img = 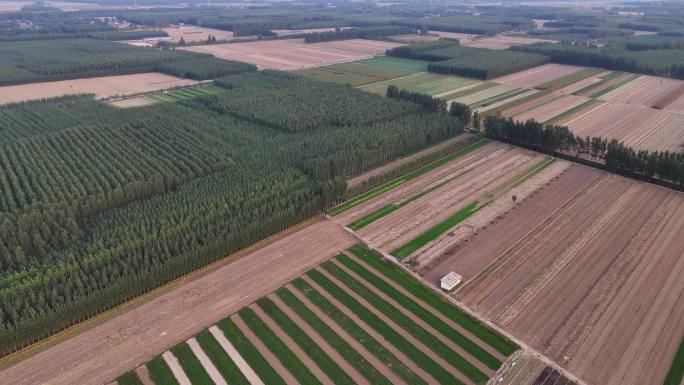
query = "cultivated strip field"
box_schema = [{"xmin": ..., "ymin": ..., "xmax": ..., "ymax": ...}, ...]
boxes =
[
  {"xmin": 0, "ymin": 72, "xmax": 197, "ymax": 105},
  {"xmin": 455, "ymin": 173, "xmax": 684, "ymax": 385},
  {"xmin": 180, "ymin": 39, "xmax": 401, "ymax": 70},
  {"xmin": 113, "ymin": 245, "xmax": 517, "ymax": 385},
  {"xmin": 0, "ymin": 221, "xmax": 354, "ymax": 385}
]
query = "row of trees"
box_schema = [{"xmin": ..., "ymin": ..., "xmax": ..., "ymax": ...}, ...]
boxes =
[
  {"xmin": 484, "ymin": 115, "xmax": 684, "ymax": 190},
  {"xmin": 0, "ymin": 71, "xmax": 462, "ymax": 354}
]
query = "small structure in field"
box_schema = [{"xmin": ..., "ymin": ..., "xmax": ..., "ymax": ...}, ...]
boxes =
[{"xmin": 439, "ymin": 271, "xmax": 463, "ymax": 291}]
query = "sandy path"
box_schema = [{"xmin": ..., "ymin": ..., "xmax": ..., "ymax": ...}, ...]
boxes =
[
  {"xmin": 249, "ymin": 304, "xmax": 335, "ymax": 385},
  {"xmin": 333, "ymin": 260, "xmax": 494, "ymax": 376},
  {"xmin": 187, "ymin": 337, "xmax": 228, "ymax": 385},
  {"xmin": 302, "ymin": 276, "xmax": 437, "ymax": 384},
  {"xmin": 162, "ymin": 350, "xmax": 192, "ymax": 385},
  {"xmin": 230, "ymin": 314, "xmax": 297, "ymax": 384},
  {"xmin": 345, "ymin": 252, "xmax": 506, "ymax": 362},
  {"xmin": 0, "ymin": 220, "xmax": 356, "ymax": 385},
  {"xmin": 414, "ymin": 161, "xmax": 573, "ymax": 268},
  {"xmin": 317, "ymin": 268, "xmax": 474, "ymax": 385},
  {"xmin": 135, "ymin": 365, "xmax": 155, "ymax": 385},
  {"xmin": 347, "ymin": 134, "xmax": 473, "ymax": 188},
  {"xmin": 209, "ymin": 326, "xmax": 264, "ymax": 385},
  {"xmin": 268, "ymin": 294, "xmax": 371, "ymax": 385},
  {"xmin": 333, "ymin": 143, "xmax": 512, "ymax": 225},
  {"xmin": 286, "ymin": 285, "xmax": 406, "ymax": 384}
]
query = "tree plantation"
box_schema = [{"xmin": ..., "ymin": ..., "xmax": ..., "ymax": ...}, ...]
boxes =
[{"xmin": 0, "ymin": 71, "xmax": 462, "ymax": 354}]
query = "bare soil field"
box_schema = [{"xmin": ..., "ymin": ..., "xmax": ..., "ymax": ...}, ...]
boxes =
[
  {"xmin": 514, "ymin": 95, "xmax": 588, "ymax": 122},
  {"xmin": 416, "ymin": 161, "xmax": 598, "ymax": 286},
  {"xmin": 492, "ymin": 64, "xmax": 584, "ymax": 88},
  {"xmin": 0, "ymin": 72, "xmax": 197, "ymax": 104},
  {"xmin": 0, "ymin": 220, "xmax": 355, "ymax": 385},
  {"xmin": 456, "ymin": 175, "xmax": 684, "ymax": 385},
  {"xmin": 181, "ymin": 39, "xmax": 401, "ymax": 70},
  {"xmin": 358, "ymin": 149, "xmax": 543, "ymax": 253},
  {"xmin": 463, "ymin": 35, "xmax": 549, "ymax": 49},
  {"xmin": 599, "ymin": 76, "xmax": 684, "ymax": 108},
  {"xmin": 347, "ymin": 134, "xmax": 472, "ymax": 188},
  {"xmin": 557, "ymin": 103, "xmax": 684, "ymax": 151}
]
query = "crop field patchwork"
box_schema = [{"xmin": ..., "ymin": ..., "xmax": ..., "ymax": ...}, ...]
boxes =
[
  {"xmin": 296, "ymin": 63, "xmax": 413, "ymax": 87},
  {"xmin": 117, "ymin": 245, "xmax": 518, "ymax": 385},
  {"xmin": 361, "ymin": 72, "xmax": 479, "ymax": 95}
]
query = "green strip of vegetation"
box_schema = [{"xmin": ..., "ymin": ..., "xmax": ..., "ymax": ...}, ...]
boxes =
[
  {"xmin": 292, "ymin": 278, "xmax": 427, "ymax": 385},
  {"xmin": 542, "ymin": 99, "xmax": 596, "ymax": 125},
  {"xmin": 307, "ymin": 270, "xmax": 460, "ymax": 385},
  {"xmin": 390, "ymin": 202, "xmax": 481, "ymax": 260},
  {"xmin": 328, "ymin": 138, "xmax": 489, "ymax": 216},
  {"xmin": 276, "ymin": 288, "xmax": 392, "ymax": 385},
  {"xmin": 349, "ymin": 245, "xmax": 518, "ymax": 357},
  {"xmin": 171, "ymin": 342, "xmax": 214, "ymax": 384},
  {"xmin": 663, "ymin": 338, "xmax": 684, "ymax": 385},
  {"xmin": 238, "ymin": 308, "xmax": 321, "ymax": 385},
  {"xmin": 216, "ymin": 318, "xmax": 285, "ymax": 385},
  {"xmin": 590, "ymin": 75, "xmax": 641, "ymax": 98},
  {"xmin": 323, "ymin": 261, "xmax": 489, "ymax": 384},
  {"xmin": 539, "ymin": 68, "xmax": 604, "ymax": 90},
  {"xmin": 337, "ymin": 254, "xmax": 501, "ymax": 370},
  {"xmin": 197, "ymin": 330, "xmax": 250, "ymax": 385},
  {"xmin": 256, "ymin": 297, "xmax": 354, "ymax": 385},
  {"xmin": 146, "ymin": 356, "xmax": 180, "ymax": 385},
  {"xmin": 116, "ymin": 372, "xmax": 143, "ymax": 385}
]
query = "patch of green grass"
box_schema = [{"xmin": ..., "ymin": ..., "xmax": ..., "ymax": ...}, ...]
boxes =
[
  {"xmin": 390, "ymin": 202, "xmax": 479, "ymax": 260},
  {"xmin": 328, "ymin": 138, "xmax": 489, "ymax": 216},
  {"xmin": 590, "ymin": 75, "xmax": 641, "ymax": 99},
  {"xmin": 307, "ymin": 270, "xmax": 461, "ymax": 384},
  {"xmin": 323, "ymin": 261, "xmax": 489, "ymax": 384},
  {"xmin": 256, "ymin": 297, "xmax": 354, "ymax": 385},
  {"xmin": 543, "ymin": 99, "xmax": 596, "ymax": 125},
  {"xmin": 116, "ymin": 372, "xmax": 143, "ymax": 385},
  {"xmin": 197, "ymin": 330, "xmax": 250, "ymax": 385},
  {"xmin": 337, "ymin": 254, "xmax": 501, "ymax": 370},
  {"xmin": 216, "ymin": 318, "xmax": 285, "ymax": 385},
  {"xmin": 276, "ymin": 288, "xmax": 392, "ymax": 385},
  {"xmin": 292, "ymin": 278, "xmax": 427, "ymax": 385},
  {"xmin": 538, "ymin": 68, "xmax": 603, "ymax": 90},
  {"xmin": 354, "ymin": 56, "xmax": 430, "ymax": 72},
  {"xmin": 238, "ymin": 308, "xmax": 321, "ymax": 385},
  {"xmin": 349, "ymin": 245, "xmax": 518, "ymax": 357},
  {"xmin": 146, "ymin": 356, "xmax": 180, "ymax": 385},
  {"xmin": 663, "ymin": 338, "xmax": 684, "ymax": 385},
  {"xmin": 171, "ymin": 342, "xmax": 214, "ymax": 384}
]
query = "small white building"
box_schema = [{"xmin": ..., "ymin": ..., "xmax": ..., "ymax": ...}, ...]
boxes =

Problem to work on:
Which lines above contain the word "query"? Copy each of them in full.

Result of the exercise:
query = "cultivated strip field"
query = "row of trees"
query = "small structure in field"
query = "sandy path"
query = "tree plantation"
query = "bare soil field"
query = "crop field patchwork"
query = "green strip of vegetation"
query = "patch of green grass"
query = "small white building"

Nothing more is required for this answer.